-- THE TASK --
Where does the word "shirt" appear in the data? Copy every line that holds it.

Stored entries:

==============================

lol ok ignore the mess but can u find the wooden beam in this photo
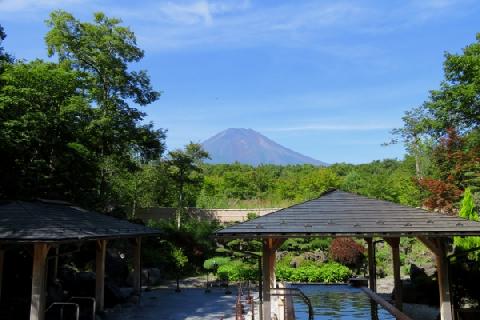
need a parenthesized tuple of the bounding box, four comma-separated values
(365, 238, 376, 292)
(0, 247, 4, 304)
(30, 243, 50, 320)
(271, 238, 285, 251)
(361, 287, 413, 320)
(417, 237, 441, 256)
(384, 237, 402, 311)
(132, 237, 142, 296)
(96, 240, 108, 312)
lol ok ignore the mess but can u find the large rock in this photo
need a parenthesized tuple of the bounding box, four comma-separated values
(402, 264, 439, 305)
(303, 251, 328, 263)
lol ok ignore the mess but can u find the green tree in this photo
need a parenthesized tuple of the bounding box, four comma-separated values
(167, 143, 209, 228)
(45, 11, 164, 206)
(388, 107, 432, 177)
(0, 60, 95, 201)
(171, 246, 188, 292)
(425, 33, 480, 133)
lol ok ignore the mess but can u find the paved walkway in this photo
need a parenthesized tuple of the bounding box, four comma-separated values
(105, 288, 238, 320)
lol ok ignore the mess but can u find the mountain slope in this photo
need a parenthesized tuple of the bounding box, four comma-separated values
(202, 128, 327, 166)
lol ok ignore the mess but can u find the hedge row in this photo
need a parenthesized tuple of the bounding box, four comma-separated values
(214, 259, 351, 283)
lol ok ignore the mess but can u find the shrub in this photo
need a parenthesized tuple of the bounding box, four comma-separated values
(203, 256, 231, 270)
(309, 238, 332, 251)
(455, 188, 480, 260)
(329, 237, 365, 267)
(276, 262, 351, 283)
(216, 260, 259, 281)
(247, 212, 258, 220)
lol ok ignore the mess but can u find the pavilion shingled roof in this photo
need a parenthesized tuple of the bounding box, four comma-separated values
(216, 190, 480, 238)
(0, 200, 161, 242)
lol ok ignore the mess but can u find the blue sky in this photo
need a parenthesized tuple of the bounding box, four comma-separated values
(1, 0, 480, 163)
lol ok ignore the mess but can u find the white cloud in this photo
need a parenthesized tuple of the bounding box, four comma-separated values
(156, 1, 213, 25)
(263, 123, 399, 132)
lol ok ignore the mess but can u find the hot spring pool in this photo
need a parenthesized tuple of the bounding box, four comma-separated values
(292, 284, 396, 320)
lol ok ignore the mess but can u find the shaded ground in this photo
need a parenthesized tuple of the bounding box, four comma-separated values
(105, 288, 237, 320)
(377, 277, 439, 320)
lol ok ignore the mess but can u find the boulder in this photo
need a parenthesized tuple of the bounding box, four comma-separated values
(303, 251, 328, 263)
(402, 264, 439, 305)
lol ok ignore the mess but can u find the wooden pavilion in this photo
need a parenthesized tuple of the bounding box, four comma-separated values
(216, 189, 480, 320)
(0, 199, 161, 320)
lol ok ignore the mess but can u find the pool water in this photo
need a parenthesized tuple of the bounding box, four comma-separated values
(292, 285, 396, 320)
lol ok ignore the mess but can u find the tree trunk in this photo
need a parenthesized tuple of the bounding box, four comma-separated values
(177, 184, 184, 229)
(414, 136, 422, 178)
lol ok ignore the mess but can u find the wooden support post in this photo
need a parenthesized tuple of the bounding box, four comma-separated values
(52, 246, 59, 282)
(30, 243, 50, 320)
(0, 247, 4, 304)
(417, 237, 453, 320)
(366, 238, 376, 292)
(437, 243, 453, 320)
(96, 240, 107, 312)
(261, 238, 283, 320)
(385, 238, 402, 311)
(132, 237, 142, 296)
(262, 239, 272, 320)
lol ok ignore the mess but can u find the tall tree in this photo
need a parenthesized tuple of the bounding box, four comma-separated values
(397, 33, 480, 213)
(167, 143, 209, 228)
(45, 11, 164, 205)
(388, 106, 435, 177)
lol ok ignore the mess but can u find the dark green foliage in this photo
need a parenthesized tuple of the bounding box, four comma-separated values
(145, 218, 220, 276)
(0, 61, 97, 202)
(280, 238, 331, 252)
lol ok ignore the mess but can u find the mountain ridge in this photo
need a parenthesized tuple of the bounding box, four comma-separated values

==============================

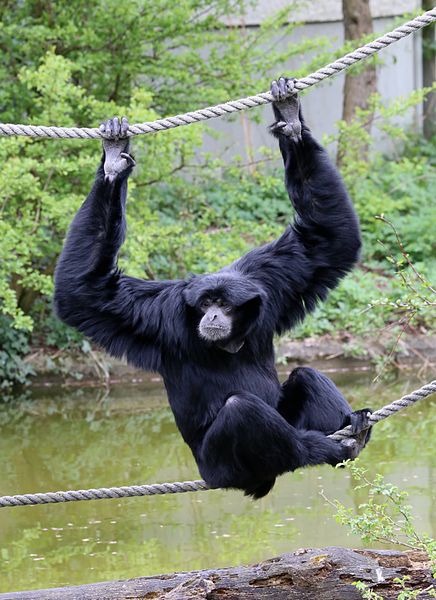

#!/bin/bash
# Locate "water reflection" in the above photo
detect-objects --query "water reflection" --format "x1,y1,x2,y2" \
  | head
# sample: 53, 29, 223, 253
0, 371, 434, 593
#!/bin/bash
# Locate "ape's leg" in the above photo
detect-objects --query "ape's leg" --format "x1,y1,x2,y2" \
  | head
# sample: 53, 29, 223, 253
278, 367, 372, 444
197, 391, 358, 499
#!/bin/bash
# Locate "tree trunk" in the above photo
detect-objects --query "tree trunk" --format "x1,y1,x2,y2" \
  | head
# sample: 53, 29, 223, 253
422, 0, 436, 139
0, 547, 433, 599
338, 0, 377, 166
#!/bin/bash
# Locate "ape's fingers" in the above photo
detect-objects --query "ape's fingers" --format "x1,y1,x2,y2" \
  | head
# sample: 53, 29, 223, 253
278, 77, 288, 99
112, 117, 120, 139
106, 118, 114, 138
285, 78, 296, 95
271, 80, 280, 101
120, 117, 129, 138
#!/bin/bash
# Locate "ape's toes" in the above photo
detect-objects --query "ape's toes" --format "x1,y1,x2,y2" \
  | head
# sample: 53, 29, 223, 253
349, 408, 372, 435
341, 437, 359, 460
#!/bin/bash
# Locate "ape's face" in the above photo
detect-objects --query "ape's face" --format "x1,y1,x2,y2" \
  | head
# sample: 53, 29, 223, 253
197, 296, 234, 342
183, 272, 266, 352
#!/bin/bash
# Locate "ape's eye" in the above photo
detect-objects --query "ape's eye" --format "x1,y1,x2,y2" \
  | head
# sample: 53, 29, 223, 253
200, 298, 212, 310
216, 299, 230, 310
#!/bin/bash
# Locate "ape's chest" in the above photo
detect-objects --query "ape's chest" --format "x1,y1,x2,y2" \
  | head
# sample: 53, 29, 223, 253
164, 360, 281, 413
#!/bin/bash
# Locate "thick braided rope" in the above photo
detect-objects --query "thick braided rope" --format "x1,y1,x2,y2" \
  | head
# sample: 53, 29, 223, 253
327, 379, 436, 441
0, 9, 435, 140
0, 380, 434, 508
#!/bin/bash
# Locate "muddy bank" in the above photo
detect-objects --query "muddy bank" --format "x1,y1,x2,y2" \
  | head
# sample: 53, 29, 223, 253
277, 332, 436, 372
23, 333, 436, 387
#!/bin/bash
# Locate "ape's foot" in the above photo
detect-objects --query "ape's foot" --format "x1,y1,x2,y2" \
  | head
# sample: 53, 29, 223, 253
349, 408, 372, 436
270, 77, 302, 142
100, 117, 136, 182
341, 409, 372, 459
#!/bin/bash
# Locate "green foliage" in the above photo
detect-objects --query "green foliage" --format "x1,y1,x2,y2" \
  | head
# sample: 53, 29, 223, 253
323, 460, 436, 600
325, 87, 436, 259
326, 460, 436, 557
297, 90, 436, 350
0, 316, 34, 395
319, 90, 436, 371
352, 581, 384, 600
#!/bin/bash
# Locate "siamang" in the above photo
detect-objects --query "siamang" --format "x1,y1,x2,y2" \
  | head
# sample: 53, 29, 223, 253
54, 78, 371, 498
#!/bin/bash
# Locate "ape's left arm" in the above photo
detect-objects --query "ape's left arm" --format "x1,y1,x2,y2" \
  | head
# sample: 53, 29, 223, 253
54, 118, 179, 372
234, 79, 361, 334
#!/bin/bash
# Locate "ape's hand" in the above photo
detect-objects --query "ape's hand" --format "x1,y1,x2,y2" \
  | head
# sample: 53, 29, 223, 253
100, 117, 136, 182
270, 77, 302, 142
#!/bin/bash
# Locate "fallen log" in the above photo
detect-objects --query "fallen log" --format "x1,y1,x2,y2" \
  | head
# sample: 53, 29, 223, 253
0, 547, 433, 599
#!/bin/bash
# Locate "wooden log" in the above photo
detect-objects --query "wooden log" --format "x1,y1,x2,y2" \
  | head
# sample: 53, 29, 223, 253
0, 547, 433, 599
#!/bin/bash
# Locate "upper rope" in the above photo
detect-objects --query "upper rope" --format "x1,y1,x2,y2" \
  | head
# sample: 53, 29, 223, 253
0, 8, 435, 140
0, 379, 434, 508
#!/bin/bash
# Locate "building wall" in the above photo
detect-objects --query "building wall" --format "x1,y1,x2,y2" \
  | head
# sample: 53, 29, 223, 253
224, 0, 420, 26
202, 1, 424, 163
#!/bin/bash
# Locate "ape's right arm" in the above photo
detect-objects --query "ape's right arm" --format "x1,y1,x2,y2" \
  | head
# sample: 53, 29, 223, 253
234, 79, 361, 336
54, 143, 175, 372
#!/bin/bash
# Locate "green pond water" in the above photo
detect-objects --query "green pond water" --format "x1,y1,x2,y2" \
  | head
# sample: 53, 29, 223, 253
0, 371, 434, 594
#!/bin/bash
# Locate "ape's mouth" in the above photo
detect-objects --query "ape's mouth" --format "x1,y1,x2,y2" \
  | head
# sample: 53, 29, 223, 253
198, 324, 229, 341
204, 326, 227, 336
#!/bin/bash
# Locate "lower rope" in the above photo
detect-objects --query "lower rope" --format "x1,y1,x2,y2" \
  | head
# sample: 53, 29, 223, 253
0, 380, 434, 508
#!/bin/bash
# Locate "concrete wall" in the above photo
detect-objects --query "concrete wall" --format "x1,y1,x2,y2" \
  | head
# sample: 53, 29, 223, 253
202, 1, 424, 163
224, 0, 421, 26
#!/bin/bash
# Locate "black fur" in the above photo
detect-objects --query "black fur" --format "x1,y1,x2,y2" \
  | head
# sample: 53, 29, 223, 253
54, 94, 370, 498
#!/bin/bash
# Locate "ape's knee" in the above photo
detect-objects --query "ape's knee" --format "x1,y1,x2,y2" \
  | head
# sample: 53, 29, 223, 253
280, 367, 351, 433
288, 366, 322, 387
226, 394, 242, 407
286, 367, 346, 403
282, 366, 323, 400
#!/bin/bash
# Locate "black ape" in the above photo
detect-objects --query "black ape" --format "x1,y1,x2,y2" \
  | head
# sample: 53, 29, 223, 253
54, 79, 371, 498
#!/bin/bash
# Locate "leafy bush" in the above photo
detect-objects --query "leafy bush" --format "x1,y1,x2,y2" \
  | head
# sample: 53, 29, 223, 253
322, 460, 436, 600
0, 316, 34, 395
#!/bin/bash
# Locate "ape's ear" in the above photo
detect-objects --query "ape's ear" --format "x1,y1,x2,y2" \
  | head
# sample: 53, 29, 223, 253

==============================

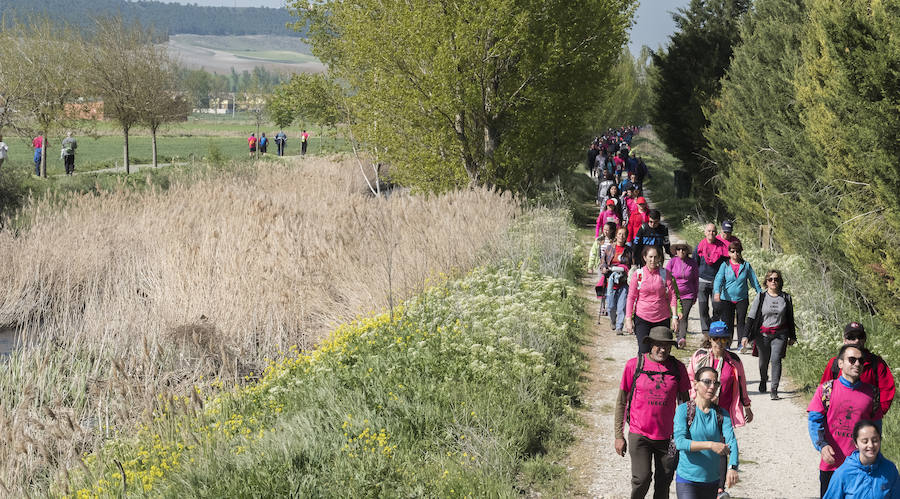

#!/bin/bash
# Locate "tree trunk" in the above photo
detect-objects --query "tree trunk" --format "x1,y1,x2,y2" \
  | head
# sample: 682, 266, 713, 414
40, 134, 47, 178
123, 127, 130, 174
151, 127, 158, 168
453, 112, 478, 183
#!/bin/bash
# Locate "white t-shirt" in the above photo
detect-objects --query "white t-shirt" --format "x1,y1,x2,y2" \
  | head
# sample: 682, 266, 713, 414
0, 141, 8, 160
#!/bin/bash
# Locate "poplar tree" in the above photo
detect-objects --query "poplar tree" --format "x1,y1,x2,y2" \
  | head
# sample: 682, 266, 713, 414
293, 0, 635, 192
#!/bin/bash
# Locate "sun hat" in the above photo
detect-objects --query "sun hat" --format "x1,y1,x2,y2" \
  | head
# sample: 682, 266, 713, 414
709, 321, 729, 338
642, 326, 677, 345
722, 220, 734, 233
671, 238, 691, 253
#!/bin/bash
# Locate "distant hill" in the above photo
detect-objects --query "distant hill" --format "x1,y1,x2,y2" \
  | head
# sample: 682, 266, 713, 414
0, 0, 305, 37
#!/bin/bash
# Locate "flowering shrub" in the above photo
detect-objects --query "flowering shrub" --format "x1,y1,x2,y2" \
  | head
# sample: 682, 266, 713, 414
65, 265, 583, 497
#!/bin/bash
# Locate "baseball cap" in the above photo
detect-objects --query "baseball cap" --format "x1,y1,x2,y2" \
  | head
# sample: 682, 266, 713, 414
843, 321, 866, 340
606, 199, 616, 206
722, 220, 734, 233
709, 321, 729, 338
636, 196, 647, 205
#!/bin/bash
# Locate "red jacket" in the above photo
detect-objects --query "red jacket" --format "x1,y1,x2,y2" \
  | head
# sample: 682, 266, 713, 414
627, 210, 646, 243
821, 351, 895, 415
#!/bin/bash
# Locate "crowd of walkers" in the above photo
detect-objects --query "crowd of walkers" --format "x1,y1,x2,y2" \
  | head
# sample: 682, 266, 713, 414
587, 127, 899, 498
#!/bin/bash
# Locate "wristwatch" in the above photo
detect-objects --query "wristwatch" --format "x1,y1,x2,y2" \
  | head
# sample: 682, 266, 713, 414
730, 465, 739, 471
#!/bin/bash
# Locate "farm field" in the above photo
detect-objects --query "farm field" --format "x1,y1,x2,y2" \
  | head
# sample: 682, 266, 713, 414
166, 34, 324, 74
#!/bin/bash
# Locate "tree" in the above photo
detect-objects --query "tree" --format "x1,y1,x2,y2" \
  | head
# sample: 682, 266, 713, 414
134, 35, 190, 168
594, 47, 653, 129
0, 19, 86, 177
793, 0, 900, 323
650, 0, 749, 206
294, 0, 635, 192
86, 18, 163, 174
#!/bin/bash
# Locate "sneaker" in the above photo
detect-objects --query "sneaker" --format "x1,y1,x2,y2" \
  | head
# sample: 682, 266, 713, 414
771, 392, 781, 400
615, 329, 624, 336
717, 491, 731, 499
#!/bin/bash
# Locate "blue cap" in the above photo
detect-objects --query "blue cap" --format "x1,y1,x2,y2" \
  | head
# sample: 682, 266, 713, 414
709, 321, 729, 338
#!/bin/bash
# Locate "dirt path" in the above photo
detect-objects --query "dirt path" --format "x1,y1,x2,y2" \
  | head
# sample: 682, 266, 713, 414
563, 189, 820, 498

==============================

-- YOUR SOLUTION --
# Locate "white t-shirt" in the above photo
detect-objects --query "white t-shirt" --format "x1,y1,x2,y2" \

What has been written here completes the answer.